## EXERCISE AIM
Which lines in the data below contain the string "rock"? Extract every one of them, and count a line only if its capitalization matches.

-.-.-

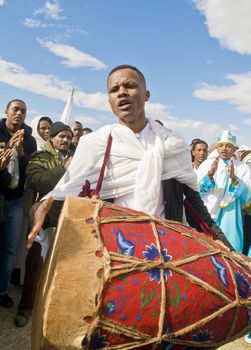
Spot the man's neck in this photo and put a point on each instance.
(12, 128)
(137, 127)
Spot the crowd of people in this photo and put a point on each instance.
(150, 168)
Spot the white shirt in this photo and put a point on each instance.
(146, 138)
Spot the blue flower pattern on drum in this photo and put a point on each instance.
(203, 336)
(151, 253)
(98, 341)
(221, 270)
(125, 246)
(110, 307)
(242, 284)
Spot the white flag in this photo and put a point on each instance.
(68, 113)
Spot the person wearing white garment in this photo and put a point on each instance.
(41, 126)
(149, 166)
(225, 187)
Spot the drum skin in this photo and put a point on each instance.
(120, 279)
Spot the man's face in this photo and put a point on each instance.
(127, 95)
(44, 129)
(77, 130)
(200, 152)
(226, 150)
(15, 114)
(61, 142)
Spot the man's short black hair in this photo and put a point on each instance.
(125, 66)
(79, 123)
(14, 100)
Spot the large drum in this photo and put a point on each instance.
(120, 279)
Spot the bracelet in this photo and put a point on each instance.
(235, 183)
(211, 177)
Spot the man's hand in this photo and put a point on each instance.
(17, 141)
(231, 173)
(38, 211)
(67, 163)
(214, 168)
(5, 157)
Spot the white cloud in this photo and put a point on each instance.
(74, 58)
(188, 128)
(247, 121)
(49, 86)
(229, 22)
(52, 87)
(50, 10)
(31, 23)
(237, 93)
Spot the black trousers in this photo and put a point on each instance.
(33, 266)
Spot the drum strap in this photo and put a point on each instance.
(86, 189)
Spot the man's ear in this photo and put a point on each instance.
(147, 95)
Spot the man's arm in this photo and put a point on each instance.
(41, 176)
(196, 202)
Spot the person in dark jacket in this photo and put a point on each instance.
(44, 170)
(17, 135)
(134, 137)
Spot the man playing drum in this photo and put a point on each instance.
(149, 167)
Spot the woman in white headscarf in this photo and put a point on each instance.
(41, 126)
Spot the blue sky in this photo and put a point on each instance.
(195, 55)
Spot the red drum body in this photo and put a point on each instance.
(120, 279)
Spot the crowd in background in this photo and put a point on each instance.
(34, 158)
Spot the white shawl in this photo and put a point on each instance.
(130, 168)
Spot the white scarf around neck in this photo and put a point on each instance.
(130, 168)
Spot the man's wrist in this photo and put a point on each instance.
(211, 176)
(234, 181)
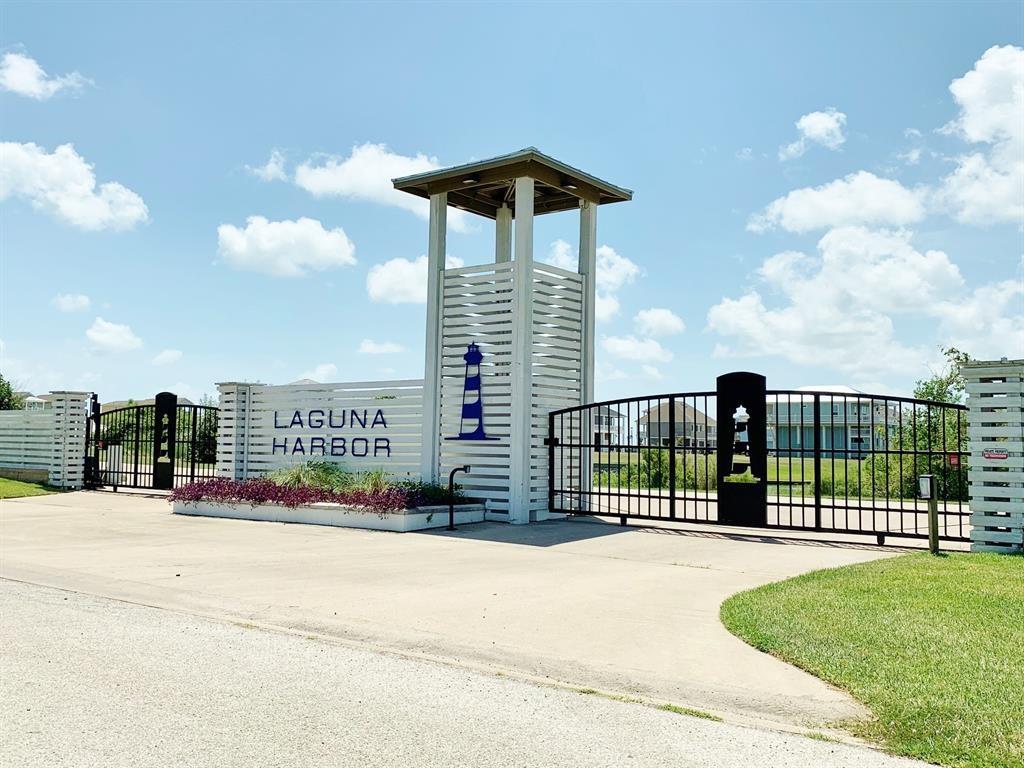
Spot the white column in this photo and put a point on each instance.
(588, 268)
(503, 235)
(995, 439)
(436, 248)
(522, 353)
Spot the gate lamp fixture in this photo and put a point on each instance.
(452, 495)
(925, 486)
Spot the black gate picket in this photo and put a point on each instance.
(830, 462)
(159, 445)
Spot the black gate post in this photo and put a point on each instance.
(742, 477)
(164, 433)
(92, 443)
(817, 463)
(672, 458)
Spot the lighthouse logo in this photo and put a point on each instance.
(471, 424)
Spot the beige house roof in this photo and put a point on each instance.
(684, 413)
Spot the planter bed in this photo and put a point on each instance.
(418, 518)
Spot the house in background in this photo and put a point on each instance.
(608, 427)
(851, 423)
(693, 428)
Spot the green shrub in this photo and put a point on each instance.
(323, 475)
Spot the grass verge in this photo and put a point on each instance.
(934, 646)
(17, 488)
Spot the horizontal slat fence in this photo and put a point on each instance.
(358, 425)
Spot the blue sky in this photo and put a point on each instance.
(812, 199)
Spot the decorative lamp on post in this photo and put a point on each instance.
(926, 488)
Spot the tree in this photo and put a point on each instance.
(946, 385)
(9, 399)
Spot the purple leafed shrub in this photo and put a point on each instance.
(263, 491)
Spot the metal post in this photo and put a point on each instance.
(452, 495)
(933, 523)
(672, 457)
(551, 442)
(817, 463)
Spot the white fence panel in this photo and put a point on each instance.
(50, 440)
(359, 425)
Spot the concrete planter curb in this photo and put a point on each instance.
(339, 515)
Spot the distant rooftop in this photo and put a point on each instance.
(484, 185)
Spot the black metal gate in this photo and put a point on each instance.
(159, 445)
(742, 455)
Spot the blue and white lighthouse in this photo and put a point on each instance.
(472, 400)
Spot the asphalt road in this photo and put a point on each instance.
(88, 681)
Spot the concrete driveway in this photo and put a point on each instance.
(630, 610)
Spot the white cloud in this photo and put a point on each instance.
(167, 357)
(910, 157)
(64, 184)
(401, 281)
(562, 255)
(989, 323)
(613, 270)
(987, 188)
(112, 337)
(824, 128)
(285, 249)
(272, 170)
(71, 302)
(859, 198)
(23, 75)
(323, 373)
(605, 307)
(605, 373)
(652, 372)
(838, 309)
(657, 322)
(367, 174)
(632, 348)
(369, 346)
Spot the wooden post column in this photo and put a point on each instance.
(436, 248)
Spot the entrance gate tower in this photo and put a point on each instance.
(534, 325)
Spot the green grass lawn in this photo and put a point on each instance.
(17, 488)
(934, 646)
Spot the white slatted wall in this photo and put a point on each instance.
(247, 430)
(52, 439)
(995, 431)
(478, 307)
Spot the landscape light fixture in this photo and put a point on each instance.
(925, 485)
(452, 495)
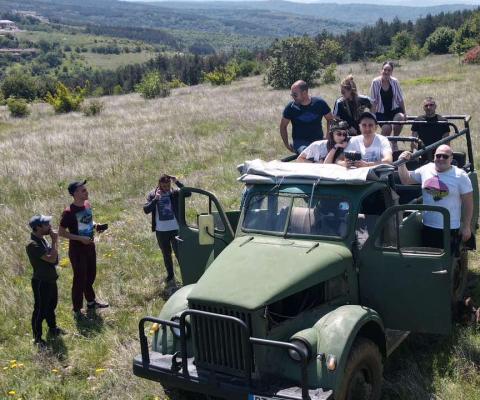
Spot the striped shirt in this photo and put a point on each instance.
(377, 98)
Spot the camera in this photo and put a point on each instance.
(353, 155)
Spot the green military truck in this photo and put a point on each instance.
(305, 291)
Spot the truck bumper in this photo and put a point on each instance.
(210, 383)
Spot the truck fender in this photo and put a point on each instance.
(338, 330)
(164, 341)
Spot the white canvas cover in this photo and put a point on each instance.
(259, 171)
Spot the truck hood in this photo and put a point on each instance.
(254, 271)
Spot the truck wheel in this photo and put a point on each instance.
(460, 274)
(363, 372)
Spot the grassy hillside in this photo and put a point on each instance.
(199, 134)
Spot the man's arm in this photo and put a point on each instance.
(467, 215)
(62, 232)
(284, 133)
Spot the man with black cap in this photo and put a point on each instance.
(44, 259)
(78, 226)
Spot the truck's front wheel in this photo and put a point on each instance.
(363, 373)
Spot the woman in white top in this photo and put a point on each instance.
(374, 149)
(330, 150)
(388, 102)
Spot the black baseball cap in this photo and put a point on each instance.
(75, 185)
(38, 220)
(368, 114)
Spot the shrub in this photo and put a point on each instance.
(472, 56)
(329, 74)
(19, 84)
(18, 107)
(222, 75)
(92, 108)
(153, 85)
(64, 100)
(292, 59)
(176, 83)
(440, 40)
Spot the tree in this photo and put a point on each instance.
(440, 40)
(293, 59)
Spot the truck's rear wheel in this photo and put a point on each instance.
(363, 373)
(460, 275)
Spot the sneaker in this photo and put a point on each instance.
(95, 304)
(56, 332)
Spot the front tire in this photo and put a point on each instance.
(363, 373)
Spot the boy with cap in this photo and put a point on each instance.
(43, 259)
(78, 226)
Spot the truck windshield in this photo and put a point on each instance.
(297, 215)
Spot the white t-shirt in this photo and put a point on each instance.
(375, 152)
(442, 189)
(316, 151)
(164, 217)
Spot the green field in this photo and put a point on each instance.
(88, 42)
(199, 134)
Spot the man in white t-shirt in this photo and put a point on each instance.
(443, 185)
(374, 149)
(162, 203)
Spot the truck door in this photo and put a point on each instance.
(408, 284)
(194, 258)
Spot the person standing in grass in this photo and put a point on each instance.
(351, 105)
(305, 113)
(162, 204)
(44, 259)
(388, 101)
(78, 227)
(433, 131)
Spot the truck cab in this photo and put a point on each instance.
(304, 291)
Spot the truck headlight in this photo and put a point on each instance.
(303, 347)
(176, 330)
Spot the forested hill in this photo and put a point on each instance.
(357, 14)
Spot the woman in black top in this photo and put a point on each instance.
(351, 105)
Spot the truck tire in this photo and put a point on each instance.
(363, 373)
(460, 275)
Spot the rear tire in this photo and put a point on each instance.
(363, 373)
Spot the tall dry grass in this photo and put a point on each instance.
(199, 134)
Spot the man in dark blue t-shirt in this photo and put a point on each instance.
(306, 114)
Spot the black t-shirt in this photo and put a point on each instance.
(42, 270)
(430, 133)
(344, 109)
(307, 120)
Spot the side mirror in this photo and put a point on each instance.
(206, 229)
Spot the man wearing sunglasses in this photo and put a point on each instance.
(444, 185)
(305, 113)
(432, 131)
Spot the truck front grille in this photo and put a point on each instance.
(217, 342)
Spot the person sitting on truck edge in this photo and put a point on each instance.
(330, 150)
(351, 105)
(445, 185)
(432, 132)
(162, 203)
(374, 149)
(305, 113)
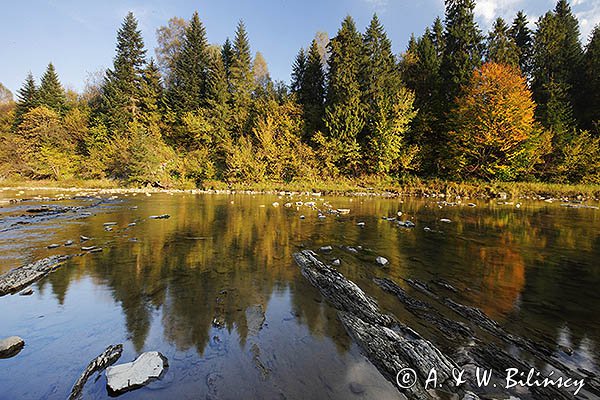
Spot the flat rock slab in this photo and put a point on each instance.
(18, 278)
(147, 367)
(11, 346)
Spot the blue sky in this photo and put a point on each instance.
(79, 36)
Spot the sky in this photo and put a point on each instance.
(78, 37)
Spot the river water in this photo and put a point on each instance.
(215, 289)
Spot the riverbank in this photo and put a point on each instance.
(344, 187)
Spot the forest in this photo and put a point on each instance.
(515, 104)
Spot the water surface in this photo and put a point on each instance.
(215, 289)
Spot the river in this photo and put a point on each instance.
(216, 290)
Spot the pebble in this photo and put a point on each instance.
(381, 261)
(11, 346)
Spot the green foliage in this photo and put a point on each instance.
(592, 79)
(344, 113)
(208, 112)
(122, 85)
(501, 47)
(580, 160)
(27, 99)
(557, 64)
(169, 39)
(521, 35)
(51, 93)
(188, 90)
(462, 47)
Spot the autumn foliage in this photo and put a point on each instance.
(493, 125)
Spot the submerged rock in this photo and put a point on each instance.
(98, 364)
(147, 367)
(162, 216)
(11, 346)
(381, 261)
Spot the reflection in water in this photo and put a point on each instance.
(215, 288)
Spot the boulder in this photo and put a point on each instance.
(11, 346)
(381, 261)
(147, 367)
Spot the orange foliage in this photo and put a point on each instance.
(493, 120)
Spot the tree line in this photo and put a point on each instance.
(515, 104)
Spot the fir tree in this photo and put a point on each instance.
(241, 79)
(462, 50)
(557, 63)
(51, 93)
(437, 36)
(313, 90)
(151, 91)
(227, 59)
(592, 78)
(521, 35)
(298, 71)
(27, 99)
(501, 48)
(388, 108)
(191, 69)
(122, 85)
(344, 115)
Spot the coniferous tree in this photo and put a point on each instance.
(557, 67)
(227, 59)
(298, 71)
(241, 79)
(421, 73)
(262, 78)
(462, 49)
(437, 36)
(313, 91)
(501, 48)
(51, 92)
(122, 85)
(27, 99)
(592, 79)
(388, 108)
(344, 114)
(191, 70)
(521, 35)
(152, 92)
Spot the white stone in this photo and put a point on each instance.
(123, 377)
(381, 260)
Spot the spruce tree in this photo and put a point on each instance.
(557, 67)
(344, 114)
(463, 48)
(313, 91)
(501, 48)
(122, 84)
(227, 59)
(189, 78)
(384, 99)
(421, 73)
(241, 79)
(51, 93)
(592, 78)
(521, 35)
(27, 99)
(437, 36)
(151, 91)
(298, 71)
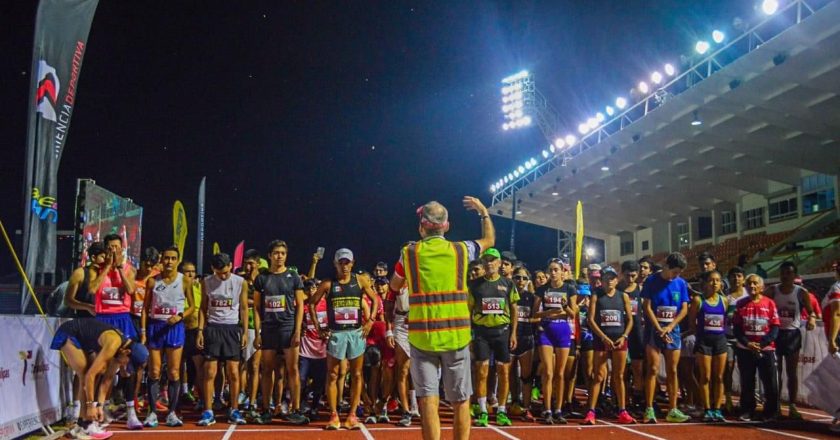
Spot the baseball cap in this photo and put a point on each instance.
(492, 252)
(343, 254)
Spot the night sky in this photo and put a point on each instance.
(328, 123)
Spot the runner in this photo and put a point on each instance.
(493, 300)
(556, 304)
(280, 300)
(756, 327)
(222, 333)
(346, 333)
(610, 320)
(666, 304)
(162, 328)
(790, 299)
(435, 272)
(707, 320)
(111, 351)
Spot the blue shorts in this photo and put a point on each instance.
(161, 335)
(558, 334)
(654, 340)
(121, 322)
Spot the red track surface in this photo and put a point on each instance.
(814, 427)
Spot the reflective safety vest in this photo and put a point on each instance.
(436, 276)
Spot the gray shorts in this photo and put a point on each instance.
(454, 366)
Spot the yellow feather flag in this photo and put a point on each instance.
(578, 238)
(179, 226)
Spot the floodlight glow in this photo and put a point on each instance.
(656, 77)
(583, 128)
(769, 7)
(620, 103)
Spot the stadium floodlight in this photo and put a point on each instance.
(656, 77)
(620, 102)
(769, 7)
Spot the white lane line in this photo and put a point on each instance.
(634, 431)
(229, 432)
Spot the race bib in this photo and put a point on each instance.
(347, 315)
(112, 296)
(666, 313)
(523, 313)
(275, 304)
(755, 326)
(555, 300)
(610, 318)
(713, 323)
(492, 306)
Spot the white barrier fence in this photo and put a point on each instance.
(34, 382)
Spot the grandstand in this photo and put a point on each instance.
(755, 180)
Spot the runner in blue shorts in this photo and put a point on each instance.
(665, 296)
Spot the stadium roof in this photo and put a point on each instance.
(769, 115)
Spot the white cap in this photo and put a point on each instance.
(343, 253)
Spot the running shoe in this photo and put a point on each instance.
(650, 416)
(207, 419)
(793, 413)
(352, 422)
(676, 416)
(590, 417)
(296, 418)
(151, 421)
(528, 417)
(624, 418)
(334, 424)
(132, 422)
(235, 417)
(405, 420)
(502, 419)
(173, 421)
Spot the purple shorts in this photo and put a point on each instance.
(558, 334)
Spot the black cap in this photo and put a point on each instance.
(219, 261)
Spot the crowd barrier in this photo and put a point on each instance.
(35, 385)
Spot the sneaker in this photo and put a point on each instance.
(207, 419)
(650, 416)
(296, 418)
(235, 417)
(676, 416)
(502, 419)
(405, 420)
(624, 418)
(528, 417)
(132, 422)
(352, 422)
(151, 421)
(334, 424)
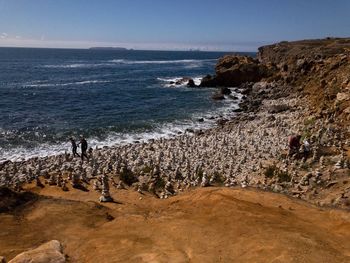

-.-.-

## TASK RESPONSE
Spot the flat rock slab in this photo and put a point on each instance.
Spot the submerged rock in this photo and put a point on each instance.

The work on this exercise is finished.